▸ **Task objective**
Output the data that follows exactly, line for line.

— begin Data provided —

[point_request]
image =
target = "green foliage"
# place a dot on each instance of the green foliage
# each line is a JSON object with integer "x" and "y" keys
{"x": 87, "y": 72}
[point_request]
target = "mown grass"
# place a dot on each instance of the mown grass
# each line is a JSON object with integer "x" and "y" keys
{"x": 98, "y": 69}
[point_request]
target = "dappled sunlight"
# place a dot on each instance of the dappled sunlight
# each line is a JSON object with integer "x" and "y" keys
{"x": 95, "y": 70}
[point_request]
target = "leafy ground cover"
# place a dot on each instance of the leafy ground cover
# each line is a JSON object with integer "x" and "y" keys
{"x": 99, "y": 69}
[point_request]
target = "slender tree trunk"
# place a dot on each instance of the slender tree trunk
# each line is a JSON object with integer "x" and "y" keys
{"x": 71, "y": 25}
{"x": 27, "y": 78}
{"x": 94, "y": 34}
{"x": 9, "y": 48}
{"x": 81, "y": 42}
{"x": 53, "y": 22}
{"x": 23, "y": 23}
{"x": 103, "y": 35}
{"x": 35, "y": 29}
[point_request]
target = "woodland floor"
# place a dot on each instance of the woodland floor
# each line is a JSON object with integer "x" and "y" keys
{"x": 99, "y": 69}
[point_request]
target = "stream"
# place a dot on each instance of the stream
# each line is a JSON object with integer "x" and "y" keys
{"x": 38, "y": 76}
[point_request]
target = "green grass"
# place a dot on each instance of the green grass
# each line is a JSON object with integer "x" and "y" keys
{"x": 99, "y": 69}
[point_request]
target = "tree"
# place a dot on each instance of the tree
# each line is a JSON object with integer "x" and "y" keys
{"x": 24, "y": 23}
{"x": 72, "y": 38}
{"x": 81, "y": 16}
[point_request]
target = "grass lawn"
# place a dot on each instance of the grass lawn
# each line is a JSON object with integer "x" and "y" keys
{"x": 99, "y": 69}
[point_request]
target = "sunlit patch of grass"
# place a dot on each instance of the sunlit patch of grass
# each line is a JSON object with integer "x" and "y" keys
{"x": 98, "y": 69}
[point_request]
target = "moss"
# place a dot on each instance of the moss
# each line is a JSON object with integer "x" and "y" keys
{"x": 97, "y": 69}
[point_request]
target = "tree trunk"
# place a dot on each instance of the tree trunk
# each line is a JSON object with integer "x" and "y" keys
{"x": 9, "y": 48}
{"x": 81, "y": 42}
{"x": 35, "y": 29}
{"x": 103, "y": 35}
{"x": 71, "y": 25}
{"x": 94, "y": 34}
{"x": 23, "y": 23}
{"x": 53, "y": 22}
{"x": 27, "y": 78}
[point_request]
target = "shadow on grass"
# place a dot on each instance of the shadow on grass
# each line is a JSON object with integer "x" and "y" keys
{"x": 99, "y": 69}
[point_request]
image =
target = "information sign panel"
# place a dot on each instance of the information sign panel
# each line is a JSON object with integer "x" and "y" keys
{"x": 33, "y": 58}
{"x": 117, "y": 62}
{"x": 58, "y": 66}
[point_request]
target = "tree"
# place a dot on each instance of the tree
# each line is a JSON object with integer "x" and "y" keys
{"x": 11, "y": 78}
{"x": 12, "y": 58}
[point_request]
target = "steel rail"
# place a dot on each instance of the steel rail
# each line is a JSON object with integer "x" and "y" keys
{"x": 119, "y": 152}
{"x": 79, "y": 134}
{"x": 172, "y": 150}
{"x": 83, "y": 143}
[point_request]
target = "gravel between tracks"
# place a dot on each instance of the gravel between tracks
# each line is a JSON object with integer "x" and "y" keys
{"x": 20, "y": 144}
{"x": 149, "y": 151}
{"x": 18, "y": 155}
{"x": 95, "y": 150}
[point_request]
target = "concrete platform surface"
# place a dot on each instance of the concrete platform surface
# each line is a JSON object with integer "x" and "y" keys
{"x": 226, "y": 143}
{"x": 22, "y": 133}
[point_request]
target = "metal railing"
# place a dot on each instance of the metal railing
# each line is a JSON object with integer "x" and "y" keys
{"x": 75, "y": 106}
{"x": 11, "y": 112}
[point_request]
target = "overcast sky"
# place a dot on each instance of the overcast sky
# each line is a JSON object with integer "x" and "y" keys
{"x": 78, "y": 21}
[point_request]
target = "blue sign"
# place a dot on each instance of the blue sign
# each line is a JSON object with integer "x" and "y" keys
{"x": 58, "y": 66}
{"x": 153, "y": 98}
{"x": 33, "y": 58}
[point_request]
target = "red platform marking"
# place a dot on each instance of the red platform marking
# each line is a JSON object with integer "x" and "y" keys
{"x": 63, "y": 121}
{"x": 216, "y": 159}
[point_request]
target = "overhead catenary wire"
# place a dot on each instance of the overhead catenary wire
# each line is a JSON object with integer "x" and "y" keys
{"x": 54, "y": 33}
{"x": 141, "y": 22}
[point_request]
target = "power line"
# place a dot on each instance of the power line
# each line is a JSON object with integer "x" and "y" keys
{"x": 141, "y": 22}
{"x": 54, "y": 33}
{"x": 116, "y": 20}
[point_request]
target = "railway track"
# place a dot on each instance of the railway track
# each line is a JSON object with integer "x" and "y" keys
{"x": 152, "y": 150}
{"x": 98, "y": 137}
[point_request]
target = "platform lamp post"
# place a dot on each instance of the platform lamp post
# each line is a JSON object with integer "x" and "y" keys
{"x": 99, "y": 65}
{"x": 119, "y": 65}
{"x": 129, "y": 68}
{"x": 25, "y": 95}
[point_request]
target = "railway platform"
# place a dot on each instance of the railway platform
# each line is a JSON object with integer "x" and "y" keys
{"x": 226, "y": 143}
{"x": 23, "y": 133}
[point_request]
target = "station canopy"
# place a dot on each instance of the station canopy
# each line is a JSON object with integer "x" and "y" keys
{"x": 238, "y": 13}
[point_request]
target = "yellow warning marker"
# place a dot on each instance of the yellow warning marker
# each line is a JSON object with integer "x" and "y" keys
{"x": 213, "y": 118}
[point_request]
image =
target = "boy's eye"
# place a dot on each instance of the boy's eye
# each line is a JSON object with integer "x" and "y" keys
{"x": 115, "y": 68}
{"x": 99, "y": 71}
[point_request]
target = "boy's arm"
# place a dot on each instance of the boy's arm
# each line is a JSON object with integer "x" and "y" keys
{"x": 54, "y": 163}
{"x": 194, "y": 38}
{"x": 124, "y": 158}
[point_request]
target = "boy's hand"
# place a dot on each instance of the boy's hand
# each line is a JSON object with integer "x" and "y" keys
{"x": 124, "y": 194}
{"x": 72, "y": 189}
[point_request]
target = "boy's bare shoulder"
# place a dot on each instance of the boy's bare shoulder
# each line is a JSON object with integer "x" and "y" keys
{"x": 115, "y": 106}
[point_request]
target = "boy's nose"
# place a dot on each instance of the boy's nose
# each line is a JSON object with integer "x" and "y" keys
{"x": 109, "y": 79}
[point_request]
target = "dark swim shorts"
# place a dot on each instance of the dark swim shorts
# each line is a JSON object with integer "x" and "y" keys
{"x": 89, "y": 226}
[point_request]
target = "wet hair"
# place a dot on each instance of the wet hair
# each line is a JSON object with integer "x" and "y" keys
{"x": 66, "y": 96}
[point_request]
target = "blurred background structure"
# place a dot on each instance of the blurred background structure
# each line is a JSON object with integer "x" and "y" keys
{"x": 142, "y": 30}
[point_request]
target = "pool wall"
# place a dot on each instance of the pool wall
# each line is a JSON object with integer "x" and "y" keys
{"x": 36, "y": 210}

— end Data provided —

▸ **Solved problem**
[point_request]
image =
target = "green foliage"
# place a dot on each instance of the green foliage
# each line is a JSON object with integer "x" and "y" keys
{"x": 87, "y": 72}
[point_request]
target = "mown grass"
# place a dot on each instance of the mown grass
# each line is a JSON object with integer "x" and "y" keys
{"x": 98, "y": 69}
[point_request]
target = "dappled sunlight"
# place a dot on each instance of the dappled sunlight
# each line is a JSON object with integer "x" and "y" keys
{"x": 95, "y": 70}
[point_request]
target = "leafy ground cover"
# place a dot on each instance of the leafy ground cover
# each line is a JSON object with integer "x" and "y" keys
{"x": 99, "y": 69}
[point_request]
target = "slender tree trunk"
# place a dot on each instance of the slender tree trunk
# each line is a JSON object with integer "x" and "y" keys
{"x": 71, "y": 25}
{"x": 27, "y": 78}
{"x": 94, "y": 34}
{"x": 9, "y": 48}
{"x": 81, "y": 42}
{"x": 53, "y": 22}
{"x": 23, "y": 23}
{"x": 103, "y": 35}
{"x": 35, "y": 29}
[point_request]
target = "woodland floor"
# place a dot on each instance of the woodland floor
# each line is a JSON object with integer "x" and "y" keys
{"x": 99, "y": 69}
[point_request]
target = "stream"
# place a dot on each instance of the stream
# each line is a JSON object with integer "x" and "y" keys
{"x": 38, "y": 76}
[point_request]
target = "green grass"
# place a dot on each instance of the green grass
# each line is a JSON object with integer "x" and "y" keys
{"x": 99, "y": 69}
[point_request]
target = "tree"
# place a dot on each instance of the tree
# each line is a JSON object with integer "x" and "y" keys
{"x": 24, "y": 23}
{"x": 72, "y": 38}
{"x": 81, "y": 16}
[point_request]
target = "grass lawn"
# place a dot on each instance of the grass lawn
# each line is a JSON object with integer "x" and "y" keys
{"x": 99, "y": 69}
[point_request]
target = "sunlit patch of grass"
# place a dot on each instance of the sunlit patch of grass
# each line is a JSON object with integer "x" and "y" keys
{"x": 98, "y": 69}
[point_request]
target = "moss"
# place a dot on each instance of the moss
# each line is a JSON object with integer "x" and "y" keys
{"x": 97, "y": 69}
[point_request]
target = "tree trunk"
# place a dot on each instance of the tree trunk
# each line is a JSON object with integer "x" and "y" keys
{"x": 9, "y": 48}
{"x": 81, "y": 42}
{"x": 35, "y": 29}
{"x": 103, "y": 35}
{"x": 71, "y": 25}
{"x": 94, "y": 34}
{"x": 23, "y": 23}
{"x": 53, "y": 22}
{"x": 27, "y": 78}
[point_request]
target = "shadow on grass"
# place a dot on each instance of the shadow on grass
# each line is a JSON object with integer "x" and "y" keys
{"x": 99, "y": 69}
[point_request]
image =
target = "information sign panel"
# place a dot on each instance of the information sign panel
# each line is a JSON object with integer "x" and "y" keys
{"x": 33, "y": 58}
{"x": 117, "y": 62}
{"x": 58, "y": 66}
[point_request]
target = "tree"
# place a dot on each instance of the tree
# each line is a JSON object with integer "x" and "y" keys
{"x": 11, "y": 78}
{"x": 12, "y": 58}
[point_request]
target = "steel rail"
# place a dot on each instance of the steel rail
# each line is a JSON object with integer "x" and "y" keys
{"x": 119, "y": 152}
{"x": 79, "y": 134}
{"x": 172, "y": 150}
{"x": 83, "y": 143}
[point_request]
target = "gravel between tracks"
# place a dot on each instance of the gravel between tracks
# each line is a JSON object with integer "x" and "y" keys
{"x": 20, "y": 144}
{"x": 149, "y": 151}
{"x": 18, "y": 155}
{"x": 95, "y": 150}
[point_request]
target = "concrete platform surface"
# place a dot on each instance of the concrete platform surface
# each line is a JSON object with integer "x" and "y" keys
{"x": 226, "y": 143}
{"x": 22, "y": 133}
[point_request]
target = "metal railing"
# place a dot on each instance of the metal railing
# each line is a JSON object with integer "x" and "y" keys
{"x": 75, "y": 106}
{"x": 11, "y": 112}
[point_request]
target = "overcast sky"
# place a dot on each instance of the overcast sky
# each line is a JSON object with integer "x" and "y" keys
{"x": 78, "y": 21}
[point_request]
target = "blue sign"
# place a dot on each instance of the blue sign
# each line is a JSON object with integer "x" and "y" keys
{"x": 58, "y": 66}
{"x": 153, "y": 98}
{"x": 33, "y": 58}
[point_request]
target = "red platform marking"
# place a dot on each instance of the red platform marking
# each line is a JSON object with integer "x" and "y" keys
{"x": 63, "y": 121}
{"x": 216, "y": 159}
[point_request]
target = "overhead catenary wire"
# place a dot on each instance of the overhead catenary wire
# each line is a JSON object with integer "x" and "y" keys
{"x": 54, "y": 33}
{"x": 141, "y": 22}
[point_request]
target = "power line"
# place a dot on each instance of the power line
# each line is a JSON object with integer "x" and "y" keys
{"x": 141, "y": 22}
{"x": 54, "y": 33}
{"x": 116, "y": 20}
[point_request]
target = "railway track"
# place a dot on each instance of the railway track
# each line is a JSON object with integer "x" and "y" keys
{"x": 152, "y": 150}
{"x": 98, "y": 137}
[point_request]
target = "platform lamp post"
# place a dot on each instance of the platform lamp post
# each line is a JSON object with integer "x" and "y" keys
{"x": 99, "y": 65}
{"x": 119, "y": 65}
{"x": 129, "y": 68}
{"x": 25, "y": 95}
[point_request]
target = "railway platform"
# place a dot on each instance of the railway platform
# each line is a JSON object with integer "x" and "y" keys
{"x": 226, "y": 143}
{"x": 23, "y": 133}
[point_request]
target = "station canopy"
# place a dot on each instance of the station canopy
# each line is a JSON object with integer "x" and "y" keys
{"x": 238, "y": 13}
[point_request]
target = "yellow warning marker"
# place a dot on each instance of the yellow warning marker
# each line is a JSON object with integer "x" and "y" keys
{"x": 213, "y": 118}
[point_request]
image =
target = "boy's eye"
# place a dot on each instance of the boy's eye
# each line is a JSON object with integer "x" and "y" keys
{"x": 115, "y": 68}
{"x": 99, "y": 71}
[point_request]
target = "boy's arm"
# place a dot on each instance of the boy's arm
# each line is a JSON object with integer "x" and "y" keys
{"x": 54, "y": 163}
{"x": 194, "y": 38}
{"x": 124, "y": 158}
[point_request]
target = "boy's hand"
# place a dot on each instance of the boy's hand
# each line is a JSON object with integer "x" and "y" keys
{"x": 124, "y": 194}
{"x": 72, "y": 189}
[point_request]
target = "boy's bare shoulder"
# place a dot on each instance of the boy's bare shoulder
# each line is a JSON object with integer "x" and "y" keys
{"x": 115, "y": 106}
[point_request]
target = "boy's nose"
# place a dot on each instance of the boy's nose
# each line is a JSON object with integer "x" and "y" keys
{"x": 109, "y": 79}
[point_request]
target = "dark swim shorts"
# place a dot on each instance of the dark swim shorts
# each line is a JSON object with integer "x" and "y" keys
{"x": 89, "y": 226}
[point_request]
target = "wet hair"
# place a dot on each instance of the wet hair
# each line is a JSON object with integer "x" and "y" keys
{"x": 66, "y": 96}
[point_request]
target = "blurred background structure"
# place a dot on each instance of the blurred background structure
# each line is a JSON object with integer "x" and "y" keys
{"x": 142, "y": 30}
[point_request]
target = "pool wall"
# place a dot on each instance of the pool wall
# each line is a JSON object with integer "x" and "y" keys
{"x": 36, "y": 210}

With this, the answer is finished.